§ **REQUIREMENTS**: Rename "Target" to "Object" everywhere in the material below and keep all other text unchanged. Leave the pictures out of your answer.

--- Start of DATA SHOWN ---

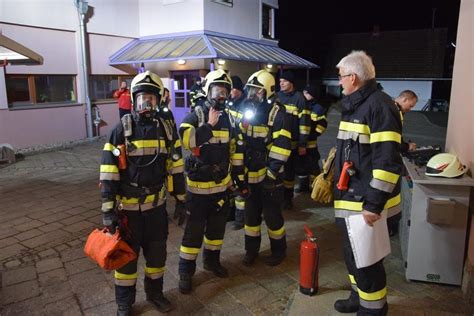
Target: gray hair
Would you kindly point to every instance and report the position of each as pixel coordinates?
(358, 63)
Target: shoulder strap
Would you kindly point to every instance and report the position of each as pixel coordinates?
(200, 114)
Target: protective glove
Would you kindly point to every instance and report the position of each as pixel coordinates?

--- End of DATA SHOWN ---

§ **FINISHED TASK**:
Object: gray hair
Would you kindly point to every instance and report the position of each as pixel coordinates?
(358, 63)
Object: shoulder strap
Would you kindly point to every instance and report the position of each as pixel coordinates?
(200, 114)
Object: protective glove
Would you kindly point to every instance and report the position of each as pixel coordinates?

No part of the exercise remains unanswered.